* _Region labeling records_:
§ §
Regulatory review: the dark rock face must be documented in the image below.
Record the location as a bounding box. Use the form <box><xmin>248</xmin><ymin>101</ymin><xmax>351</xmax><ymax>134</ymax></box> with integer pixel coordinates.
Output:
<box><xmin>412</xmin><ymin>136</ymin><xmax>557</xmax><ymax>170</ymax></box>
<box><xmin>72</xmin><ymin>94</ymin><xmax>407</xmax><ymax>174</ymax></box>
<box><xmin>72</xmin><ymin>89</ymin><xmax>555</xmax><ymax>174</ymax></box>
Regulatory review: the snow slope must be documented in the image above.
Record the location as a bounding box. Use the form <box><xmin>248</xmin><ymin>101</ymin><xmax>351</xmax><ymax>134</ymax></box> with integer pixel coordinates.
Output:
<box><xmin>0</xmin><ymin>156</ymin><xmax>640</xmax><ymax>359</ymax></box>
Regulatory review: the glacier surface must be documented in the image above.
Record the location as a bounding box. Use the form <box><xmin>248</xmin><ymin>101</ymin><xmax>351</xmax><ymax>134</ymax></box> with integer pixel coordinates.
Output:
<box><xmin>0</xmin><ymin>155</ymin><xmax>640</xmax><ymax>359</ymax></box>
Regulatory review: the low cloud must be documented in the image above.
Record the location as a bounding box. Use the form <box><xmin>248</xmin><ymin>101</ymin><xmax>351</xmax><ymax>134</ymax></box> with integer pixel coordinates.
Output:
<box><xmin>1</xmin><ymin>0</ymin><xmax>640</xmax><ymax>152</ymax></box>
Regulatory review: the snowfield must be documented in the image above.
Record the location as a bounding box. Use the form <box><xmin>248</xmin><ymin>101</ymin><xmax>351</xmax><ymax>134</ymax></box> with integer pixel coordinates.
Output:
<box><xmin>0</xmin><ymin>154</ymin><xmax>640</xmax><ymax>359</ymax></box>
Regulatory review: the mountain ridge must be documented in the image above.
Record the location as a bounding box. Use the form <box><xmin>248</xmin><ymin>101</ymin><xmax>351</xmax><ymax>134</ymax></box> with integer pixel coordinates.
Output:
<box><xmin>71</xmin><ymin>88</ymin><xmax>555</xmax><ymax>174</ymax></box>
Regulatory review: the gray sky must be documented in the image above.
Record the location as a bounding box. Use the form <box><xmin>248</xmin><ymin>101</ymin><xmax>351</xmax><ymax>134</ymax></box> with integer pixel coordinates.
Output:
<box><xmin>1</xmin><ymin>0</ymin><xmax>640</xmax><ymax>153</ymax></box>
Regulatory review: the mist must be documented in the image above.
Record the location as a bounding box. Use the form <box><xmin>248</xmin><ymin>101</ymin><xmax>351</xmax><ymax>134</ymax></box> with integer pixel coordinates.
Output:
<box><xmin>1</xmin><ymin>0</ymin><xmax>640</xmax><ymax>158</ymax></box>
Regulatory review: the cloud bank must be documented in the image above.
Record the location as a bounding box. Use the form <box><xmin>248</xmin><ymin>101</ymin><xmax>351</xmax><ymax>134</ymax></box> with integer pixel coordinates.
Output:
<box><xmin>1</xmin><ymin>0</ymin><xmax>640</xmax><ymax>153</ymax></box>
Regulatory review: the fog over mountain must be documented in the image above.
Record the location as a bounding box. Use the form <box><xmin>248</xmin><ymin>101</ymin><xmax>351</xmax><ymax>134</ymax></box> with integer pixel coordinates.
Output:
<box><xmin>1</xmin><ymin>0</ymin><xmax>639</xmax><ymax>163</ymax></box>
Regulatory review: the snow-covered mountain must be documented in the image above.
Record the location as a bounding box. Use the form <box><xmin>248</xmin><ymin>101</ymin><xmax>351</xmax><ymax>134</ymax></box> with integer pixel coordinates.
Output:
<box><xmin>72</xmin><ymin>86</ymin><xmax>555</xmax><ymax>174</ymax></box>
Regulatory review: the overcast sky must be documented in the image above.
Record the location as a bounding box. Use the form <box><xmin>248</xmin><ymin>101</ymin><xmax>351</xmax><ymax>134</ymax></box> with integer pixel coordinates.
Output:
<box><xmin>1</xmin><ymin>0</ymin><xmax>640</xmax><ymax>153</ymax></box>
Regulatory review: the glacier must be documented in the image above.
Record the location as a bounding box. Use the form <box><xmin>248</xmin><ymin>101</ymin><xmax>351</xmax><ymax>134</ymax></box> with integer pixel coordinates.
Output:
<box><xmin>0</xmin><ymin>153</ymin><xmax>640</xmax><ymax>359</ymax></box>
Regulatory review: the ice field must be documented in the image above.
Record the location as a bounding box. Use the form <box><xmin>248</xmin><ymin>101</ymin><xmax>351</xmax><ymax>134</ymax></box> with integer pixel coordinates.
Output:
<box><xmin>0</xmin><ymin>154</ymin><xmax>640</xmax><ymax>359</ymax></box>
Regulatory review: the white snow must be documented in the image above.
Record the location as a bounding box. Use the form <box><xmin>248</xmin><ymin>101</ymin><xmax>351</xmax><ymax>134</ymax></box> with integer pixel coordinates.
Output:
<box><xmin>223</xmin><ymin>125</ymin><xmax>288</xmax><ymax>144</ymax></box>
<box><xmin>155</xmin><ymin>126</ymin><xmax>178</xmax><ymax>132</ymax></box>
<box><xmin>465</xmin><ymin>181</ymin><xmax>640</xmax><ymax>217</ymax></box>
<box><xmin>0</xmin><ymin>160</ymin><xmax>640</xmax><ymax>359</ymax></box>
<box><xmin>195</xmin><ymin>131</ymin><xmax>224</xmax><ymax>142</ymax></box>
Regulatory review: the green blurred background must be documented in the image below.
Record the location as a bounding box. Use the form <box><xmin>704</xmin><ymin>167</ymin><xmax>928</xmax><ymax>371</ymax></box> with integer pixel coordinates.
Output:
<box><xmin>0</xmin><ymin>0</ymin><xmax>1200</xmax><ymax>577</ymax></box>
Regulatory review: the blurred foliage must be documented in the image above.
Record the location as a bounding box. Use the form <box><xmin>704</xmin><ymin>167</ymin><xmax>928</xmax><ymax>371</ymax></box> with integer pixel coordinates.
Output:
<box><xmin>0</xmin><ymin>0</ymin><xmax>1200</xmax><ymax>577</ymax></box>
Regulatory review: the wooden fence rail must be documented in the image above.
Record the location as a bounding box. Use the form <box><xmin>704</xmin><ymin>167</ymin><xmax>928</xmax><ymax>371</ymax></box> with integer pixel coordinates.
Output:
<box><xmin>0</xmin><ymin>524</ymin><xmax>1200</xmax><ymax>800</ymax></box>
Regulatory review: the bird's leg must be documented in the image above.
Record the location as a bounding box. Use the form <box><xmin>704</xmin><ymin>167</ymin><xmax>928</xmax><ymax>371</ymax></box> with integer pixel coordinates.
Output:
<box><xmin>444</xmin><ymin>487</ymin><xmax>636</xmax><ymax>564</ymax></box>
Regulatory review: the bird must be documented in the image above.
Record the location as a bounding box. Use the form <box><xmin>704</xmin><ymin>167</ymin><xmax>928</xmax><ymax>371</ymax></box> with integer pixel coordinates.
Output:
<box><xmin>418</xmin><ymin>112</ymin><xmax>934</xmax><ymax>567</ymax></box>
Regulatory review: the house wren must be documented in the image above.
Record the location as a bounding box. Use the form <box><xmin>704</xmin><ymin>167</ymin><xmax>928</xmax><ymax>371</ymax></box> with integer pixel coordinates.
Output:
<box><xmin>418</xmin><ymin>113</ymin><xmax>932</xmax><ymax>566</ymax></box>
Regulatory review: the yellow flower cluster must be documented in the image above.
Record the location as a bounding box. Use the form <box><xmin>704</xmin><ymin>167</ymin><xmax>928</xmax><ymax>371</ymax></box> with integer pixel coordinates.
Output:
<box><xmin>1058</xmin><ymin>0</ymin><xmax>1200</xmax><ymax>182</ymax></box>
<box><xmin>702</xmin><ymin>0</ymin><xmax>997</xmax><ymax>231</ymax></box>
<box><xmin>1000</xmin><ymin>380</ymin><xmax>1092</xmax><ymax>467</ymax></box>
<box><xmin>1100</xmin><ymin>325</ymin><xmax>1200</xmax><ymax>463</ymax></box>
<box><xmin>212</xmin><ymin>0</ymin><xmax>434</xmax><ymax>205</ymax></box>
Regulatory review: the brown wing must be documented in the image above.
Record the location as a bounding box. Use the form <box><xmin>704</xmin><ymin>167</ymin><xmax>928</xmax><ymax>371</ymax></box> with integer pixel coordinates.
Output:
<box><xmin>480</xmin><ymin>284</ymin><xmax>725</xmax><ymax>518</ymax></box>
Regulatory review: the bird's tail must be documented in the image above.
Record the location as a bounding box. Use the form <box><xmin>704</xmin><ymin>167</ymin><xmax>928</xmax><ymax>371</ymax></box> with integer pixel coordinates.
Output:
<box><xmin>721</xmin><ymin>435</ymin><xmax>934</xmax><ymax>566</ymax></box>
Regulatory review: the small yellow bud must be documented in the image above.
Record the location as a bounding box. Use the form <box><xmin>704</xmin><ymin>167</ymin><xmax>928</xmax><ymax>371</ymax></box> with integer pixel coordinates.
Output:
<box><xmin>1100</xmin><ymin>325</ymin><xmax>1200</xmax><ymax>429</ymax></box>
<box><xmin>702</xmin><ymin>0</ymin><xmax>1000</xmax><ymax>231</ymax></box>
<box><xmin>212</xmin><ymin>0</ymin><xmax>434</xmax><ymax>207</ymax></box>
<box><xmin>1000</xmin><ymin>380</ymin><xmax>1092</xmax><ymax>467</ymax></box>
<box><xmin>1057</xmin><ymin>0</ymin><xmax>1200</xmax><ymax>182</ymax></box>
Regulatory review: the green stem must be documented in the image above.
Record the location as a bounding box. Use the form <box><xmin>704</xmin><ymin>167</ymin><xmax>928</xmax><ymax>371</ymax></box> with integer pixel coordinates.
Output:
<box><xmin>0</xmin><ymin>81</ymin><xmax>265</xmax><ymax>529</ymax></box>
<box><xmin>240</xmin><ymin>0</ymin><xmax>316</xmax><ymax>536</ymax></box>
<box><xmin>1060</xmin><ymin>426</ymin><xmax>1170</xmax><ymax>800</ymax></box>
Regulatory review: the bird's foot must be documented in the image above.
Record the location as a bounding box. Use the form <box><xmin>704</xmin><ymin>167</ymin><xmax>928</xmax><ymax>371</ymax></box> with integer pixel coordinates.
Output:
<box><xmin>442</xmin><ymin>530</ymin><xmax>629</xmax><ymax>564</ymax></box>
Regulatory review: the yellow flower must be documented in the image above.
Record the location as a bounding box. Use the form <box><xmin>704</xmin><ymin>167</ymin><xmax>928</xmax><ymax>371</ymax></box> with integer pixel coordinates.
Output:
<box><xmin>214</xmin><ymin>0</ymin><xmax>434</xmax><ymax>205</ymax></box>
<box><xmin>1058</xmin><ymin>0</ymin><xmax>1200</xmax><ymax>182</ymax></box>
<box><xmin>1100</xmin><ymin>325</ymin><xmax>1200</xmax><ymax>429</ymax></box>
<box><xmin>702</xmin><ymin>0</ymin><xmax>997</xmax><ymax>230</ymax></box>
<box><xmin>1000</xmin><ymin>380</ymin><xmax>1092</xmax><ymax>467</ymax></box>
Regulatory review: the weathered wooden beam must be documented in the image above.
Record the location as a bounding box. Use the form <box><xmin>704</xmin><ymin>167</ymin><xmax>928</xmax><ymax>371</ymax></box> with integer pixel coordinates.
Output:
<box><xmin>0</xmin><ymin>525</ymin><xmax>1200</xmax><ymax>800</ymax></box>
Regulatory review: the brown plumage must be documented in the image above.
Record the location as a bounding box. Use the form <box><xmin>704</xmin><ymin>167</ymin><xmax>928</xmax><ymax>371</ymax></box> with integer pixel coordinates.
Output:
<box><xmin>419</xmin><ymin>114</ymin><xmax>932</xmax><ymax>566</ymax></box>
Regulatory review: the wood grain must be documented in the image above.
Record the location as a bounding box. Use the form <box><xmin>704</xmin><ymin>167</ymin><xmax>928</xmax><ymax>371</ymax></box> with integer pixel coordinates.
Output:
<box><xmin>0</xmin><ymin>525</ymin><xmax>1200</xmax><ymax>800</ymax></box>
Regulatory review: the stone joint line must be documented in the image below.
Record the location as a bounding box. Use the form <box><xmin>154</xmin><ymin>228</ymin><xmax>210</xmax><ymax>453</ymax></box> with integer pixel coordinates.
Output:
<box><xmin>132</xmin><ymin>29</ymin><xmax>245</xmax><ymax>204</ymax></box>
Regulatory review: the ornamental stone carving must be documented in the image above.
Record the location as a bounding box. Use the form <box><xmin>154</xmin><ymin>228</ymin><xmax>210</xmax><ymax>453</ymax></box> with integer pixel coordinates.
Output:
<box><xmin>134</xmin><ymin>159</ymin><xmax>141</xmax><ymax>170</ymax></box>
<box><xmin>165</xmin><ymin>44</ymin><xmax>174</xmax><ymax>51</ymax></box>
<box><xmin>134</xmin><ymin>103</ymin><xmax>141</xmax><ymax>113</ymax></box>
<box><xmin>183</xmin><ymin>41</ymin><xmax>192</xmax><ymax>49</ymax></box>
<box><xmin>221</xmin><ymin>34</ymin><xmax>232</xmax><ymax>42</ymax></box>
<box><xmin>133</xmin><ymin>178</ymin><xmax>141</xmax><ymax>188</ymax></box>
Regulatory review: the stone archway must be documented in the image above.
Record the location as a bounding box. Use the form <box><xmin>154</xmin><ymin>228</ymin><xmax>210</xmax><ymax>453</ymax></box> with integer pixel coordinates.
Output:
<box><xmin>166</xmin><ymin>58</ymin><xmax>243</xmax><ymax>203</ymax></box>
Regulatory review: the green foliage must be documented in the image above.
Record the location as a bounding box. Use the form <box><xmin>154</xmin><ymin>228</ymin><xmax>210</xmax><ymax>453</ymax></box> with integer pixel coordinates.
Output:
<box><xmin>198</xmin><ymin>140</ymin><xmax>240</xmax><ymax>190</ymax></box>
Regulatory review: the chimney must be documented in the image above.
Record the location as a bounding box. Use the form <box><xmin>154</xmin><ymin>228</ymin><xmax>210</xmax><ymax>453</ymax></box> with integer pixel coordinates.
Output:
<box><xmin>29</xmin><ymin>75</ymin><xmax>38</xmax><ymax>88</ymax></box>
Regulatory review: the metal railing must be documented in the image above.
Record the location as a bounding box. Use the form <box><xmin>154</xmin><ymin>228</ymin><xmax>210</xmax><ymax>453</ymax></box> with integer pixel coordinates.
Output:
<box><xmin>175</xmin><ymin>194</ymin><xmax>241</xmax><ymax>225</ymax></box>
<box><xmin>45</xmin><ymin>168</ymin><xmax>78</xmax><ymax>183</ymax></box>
§ §
* _AIM_: In the listing above, find the line containing "Regulatory review: the green foliage" and please quote exactly that line through the last one, and no other lines.

* _RESPONSE FOR THIS EXERCISE_:
Regulatory review: the green foliage must be documented in the image above.
Record the location as a bounding box. Use the form <box><xmin>154</xmin><ymin>228</ymin><xmax>210</xmax><ymax>453</ymax></box> with integer pixel coordinates.
Output:
<box><xmin>198</xmin><ymin>140</ymin><xmax>240</xmax><ymax>190</ymax></box>
Regulatory review: the chimney must be documented in the image above.
Record the location as a bounding box. Use the form <box><xmin>154</xmin><ymin>228</ymin><xmax>210</xmax><ymax>453</ymax></box> with integer pixel coordinates.
Output:
<box><xmin>29</xmin><ymin>75</ymin><xmax>38</xmax><ymax>88</ymax></box>
Regulatory review: the metal railing must be documented in the image above.
Record the location as a bounding box. Use the form <box><xmin>154</xmin><ymin>228</ymin><xmax>210</xmax><ymax>453</ymax></box> with integer pixel coordinates.
Output:
<box><xmin>175</xmin><ymin>194</ymin><xmax>241</xmax><ymax>225</ymax></box>
<box><xmin>45</xmin><ymin>168</ymin><xmax>78</xmax><ymax>183</ymax></box>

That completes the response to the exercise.